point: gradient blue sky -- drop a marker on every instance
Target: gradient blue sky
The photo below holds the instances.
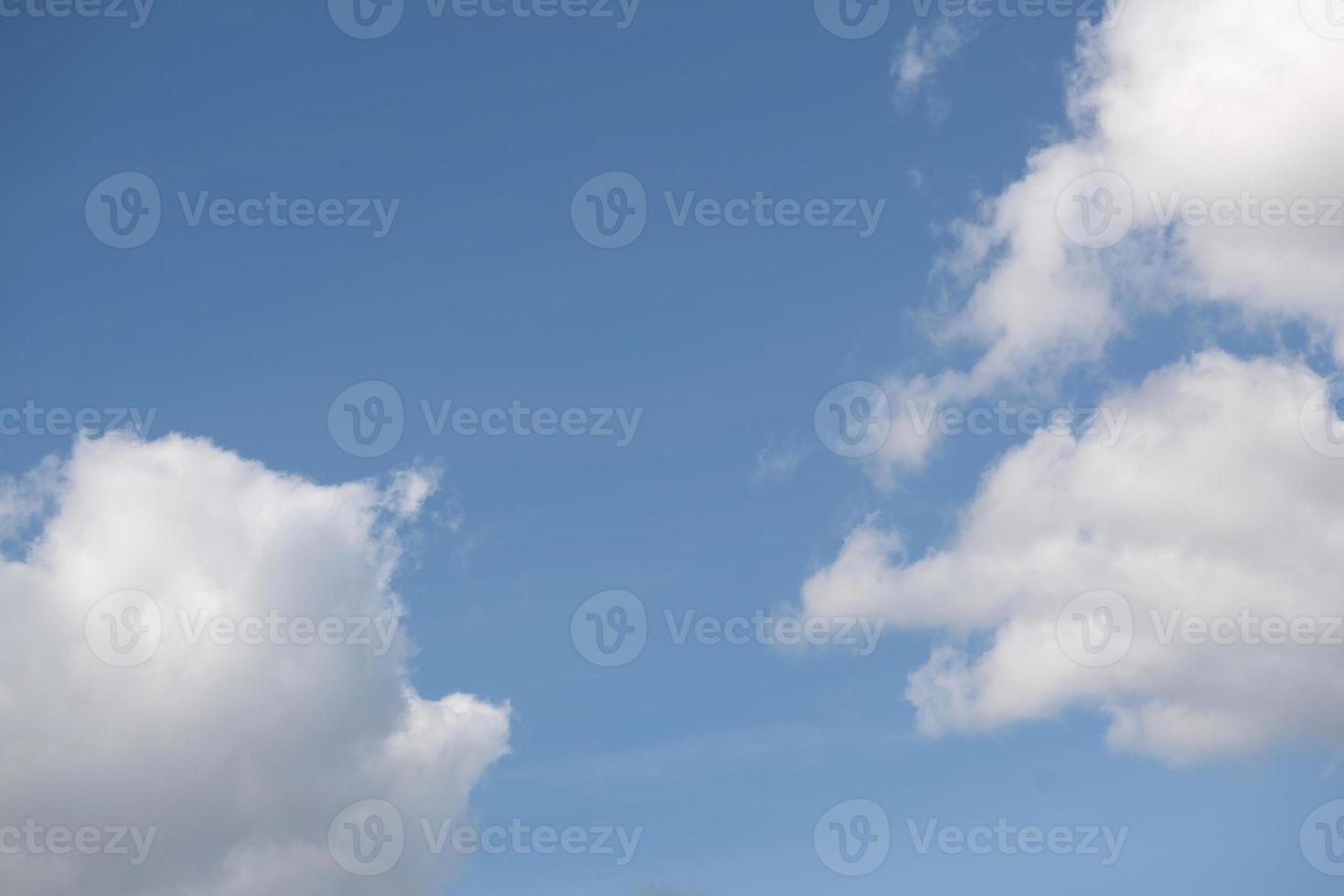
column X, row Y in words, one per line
column 483, row 293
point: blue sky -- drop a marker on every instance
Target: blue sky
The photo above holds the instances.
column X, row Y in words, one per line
column 483, row 293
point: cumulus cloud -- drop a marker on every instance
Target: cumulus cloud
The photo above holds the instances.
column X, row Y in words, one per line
column 1211, row 504
column 925, row 51
column 240, row 752
column 1223, row 105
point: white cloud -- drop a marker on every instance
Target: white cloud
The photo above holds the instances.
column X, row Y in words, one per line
column 1211, row 503
column 240, row 755
column 777, row 461
column 925, row 51
column 1201, row 100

■ Work to complete: Scan the entries above and copy each line where "white" occurs.

■ Problem solution:
point: white cloud -- drop a marker on every instance
Target: white cloud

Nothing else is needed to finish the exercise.